▶ [WRITTEN EXERCISE]:
Identify every line in the entries below that contains the word "knee", and copy each of those lines in full.

▶ [RECORDS SHOWN]:

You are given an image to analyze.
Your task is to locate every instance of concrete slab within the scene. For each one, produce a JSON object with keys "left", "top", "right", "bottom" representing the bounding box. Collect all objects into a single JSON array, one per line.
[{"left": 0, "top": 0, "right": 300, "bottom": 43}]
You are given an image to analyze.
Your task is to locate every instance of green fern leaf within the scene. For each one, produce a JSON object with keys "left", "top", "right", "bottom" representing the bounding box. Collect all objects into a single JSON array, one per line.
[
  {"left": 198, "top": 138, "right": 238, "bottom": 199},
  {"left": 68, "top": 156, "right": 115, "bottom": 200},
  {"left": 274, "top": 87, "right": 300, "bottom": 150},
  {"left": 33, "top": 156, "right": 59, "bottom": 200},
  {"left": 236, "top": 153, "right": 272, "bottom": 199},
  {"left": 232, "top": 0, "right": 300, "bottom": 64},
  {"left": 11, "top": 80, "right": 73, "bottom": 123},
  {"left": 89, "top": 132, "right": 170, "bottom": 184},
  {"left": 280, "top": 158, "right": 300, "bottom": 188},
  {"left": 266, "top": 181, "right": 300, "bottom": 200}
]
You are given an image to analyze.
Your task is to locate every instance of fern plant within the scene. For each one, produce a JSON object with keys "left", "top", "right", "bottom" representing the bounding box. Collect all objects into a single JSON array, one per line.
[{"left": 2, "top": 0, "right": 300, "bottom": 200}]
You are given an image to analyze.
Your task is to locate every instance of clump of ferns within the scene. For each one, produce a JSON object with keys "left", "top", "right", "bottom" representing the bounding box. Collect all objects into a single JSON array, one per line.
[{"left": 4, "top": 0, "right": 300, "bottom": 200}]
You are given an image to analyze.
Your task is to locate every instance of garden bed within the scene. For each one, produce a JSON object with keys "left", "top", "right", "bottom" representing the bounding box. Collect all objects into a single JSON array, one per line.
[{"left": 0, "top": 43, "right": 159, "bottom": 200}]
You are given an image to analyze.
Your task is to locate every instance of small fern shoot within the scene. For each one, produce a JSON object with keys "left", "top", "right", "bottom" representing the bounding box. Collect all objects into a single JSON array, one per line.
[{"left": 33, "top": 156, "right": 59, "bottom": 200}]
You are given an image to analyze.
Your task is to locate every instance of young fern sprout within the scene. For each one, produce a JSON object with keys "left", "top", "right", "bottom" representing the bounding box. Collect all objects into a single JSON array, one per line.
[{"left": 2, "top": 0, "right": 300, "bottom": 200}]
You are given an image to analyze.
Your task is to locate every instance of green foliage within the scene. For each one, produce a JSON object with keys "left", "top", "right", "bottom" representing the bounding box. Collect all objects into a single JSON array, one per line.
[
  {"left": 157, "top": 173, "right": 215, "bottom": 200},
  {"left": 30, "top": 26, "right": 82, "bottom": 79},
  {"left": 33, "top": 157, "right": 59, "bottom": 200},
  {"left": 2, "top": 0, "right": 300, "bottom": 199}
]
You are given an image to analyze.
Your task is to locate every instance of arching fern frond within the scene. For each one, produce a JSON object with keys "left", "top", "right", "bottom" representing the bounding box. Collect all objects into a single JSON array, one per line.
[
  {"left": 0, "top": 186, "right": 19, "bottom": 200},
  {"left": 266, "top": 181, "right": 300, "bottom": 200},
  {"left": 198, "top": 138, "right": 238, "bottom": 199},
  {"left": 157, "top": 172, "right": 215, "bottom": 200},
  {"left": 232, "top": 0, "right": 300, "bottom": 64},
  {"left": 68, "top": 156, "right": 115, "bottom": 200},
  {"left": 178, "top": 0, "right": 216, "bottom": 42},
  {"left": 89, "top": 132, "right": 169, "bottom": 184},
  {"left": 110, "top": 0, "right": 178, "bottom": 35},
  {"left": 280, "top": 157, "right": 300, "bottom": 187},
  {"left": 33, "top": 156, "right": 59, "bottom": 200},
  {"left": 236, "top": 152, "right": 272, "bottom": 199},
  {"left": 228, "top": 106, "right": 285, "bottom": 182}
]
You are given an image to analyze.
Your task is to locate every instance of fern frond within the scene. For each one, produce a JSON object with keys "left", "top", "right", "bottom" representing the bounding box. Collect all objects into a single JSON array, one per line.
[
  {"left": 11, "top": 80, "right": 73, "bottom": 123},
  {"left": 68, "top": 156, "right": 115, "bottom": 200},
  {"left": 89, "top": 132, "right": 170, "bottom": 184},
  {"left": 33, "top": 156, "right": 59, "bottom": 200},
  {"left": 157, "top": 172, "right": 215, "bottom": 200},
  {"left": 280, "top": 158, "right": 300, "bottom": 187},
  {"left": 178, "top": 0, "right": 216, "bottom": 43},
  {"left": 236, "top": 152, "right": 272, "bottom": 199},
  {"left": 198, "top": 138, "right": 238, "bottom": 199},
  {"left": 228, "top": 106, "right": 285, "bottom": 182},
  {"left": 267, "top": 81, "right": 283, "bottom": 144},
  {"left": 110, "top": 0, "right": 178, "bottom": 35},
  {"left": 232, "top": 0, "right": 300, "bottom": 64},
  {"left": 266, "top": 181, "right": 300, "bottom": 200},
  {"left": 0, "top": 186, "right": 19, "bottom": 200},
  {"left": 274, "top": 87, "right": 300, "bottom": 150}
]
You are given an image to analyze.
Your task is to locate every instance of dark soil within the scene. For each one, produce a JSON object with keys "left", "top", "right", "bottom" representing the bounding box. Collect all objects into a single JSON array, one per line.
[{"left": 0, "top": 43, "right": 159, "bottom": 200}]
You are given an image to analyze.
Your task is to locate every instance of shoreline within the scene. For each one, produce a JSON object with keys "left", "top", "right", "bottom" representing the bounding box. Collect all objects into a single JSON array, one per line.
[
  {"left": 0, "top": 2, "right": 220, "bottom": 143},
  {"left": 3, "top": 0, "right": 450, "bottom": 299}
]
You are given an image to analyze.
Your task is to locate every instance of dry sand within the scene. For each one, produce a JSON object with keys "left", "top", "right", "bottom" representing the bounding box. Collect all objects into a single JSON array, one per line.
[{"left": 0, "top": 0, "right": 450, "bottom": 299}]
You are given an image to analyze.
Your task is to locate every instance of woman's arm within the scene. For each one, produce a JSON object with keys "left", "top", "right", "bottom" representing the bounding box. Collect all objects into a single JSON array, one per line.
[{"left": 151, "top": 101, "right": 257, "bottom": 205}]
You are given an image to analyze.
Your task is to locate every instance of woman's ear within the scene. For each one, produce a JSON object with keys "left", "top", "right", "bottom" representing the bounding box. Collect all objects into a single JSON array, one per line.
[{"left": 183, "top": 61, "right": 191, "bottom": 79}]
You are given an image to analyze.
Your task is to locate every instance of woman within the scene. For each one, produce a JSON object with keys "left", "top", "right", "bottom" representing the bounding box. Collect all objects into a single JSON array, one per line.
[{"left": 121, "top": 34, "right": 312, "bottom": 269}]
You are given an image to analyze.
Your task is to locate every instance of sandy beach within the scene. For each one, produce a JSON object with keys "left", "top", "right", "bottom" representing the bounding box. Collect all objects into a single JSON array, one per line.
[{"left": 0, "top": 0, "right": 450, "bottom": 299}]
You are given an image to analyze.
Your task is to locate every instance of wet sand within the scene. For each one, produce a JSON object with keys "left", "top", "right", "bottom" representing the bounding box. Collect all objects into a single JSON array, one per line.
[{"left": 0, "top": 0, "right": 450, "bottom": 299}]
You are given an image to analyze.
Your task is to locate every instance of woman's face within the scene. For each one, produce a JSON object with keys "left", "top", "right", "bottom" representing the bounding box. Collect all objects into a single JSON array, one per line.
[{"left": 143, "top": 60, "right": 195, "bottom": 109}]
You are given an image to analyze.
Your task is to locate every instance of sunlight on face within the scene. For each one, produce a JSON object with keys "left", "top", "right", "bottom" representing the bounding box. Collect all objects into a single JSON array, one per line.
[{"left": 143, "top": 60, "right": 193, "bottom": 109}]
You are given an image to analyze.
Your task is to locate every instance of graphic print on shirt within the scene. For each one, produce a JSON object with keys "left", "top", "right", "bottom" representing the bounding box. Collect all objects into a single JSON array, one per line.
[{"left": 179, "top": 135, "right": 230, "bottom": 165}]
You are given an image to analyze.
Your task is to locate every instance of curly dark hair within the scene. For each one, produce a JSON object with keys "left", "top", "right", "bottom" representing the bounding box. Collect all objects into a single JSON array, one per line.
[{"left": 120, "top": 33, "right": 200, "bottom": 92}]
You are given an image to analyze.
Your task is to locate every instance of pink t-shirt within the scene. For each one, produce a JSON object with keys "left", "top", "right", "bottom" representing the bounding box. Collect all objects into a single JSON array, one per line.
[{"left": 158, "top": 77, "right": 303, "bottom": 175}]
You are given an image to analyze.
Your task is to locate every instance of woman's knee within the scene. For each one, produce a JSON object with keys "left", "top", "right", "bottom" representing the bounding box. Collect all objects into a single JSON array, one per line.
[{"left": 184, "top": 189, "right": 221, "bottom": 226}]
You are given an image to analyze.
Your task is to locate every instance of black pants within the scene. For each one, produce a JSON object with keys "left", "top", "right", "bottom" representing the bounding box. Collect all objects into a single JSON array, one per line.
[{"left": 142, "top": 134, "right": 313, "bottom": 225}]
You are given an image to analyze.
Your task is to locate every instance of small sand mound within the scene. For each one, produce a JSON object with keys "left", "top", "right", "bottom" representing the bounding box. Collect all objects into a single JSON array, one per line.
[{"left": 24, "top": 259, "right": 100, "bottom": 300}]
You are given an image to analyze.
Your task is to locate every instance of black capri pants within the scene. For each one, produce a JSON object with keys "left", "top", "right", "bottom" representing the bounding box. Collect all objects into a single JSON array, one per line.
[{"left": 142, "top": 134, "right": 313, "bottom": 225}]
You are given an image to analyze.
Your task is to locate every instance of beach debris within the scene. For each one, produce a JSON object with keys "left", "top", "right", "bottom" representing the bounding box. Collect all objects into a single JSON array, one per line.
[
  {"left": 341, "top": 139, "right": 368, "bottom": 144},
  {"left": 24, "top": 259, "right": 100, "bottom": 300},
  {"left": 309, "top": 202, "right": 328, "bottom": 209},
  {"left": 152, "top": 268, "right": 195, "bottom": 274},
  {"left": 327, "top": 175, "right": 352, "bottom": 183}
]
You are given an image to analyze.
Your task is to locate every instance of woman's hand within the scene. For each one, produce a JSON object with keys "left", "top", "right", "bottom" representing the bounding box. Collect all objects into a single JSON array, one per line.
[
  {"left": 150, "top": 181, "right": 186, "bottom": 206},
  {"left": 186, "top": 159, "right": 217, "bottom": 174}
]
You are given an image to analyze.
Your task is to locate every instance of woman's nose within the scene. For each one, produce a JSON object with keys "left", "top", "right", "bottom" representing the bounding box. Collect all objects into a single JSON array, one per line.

▶ [CORRECT ANSWER]:
Your task is to locate every instance of woman's knee within the scene. For each one, produce a JSON object with keys "left", "top", "right", "bottom" representing the bounding box. Collect all objects into a single JSON array, one per line.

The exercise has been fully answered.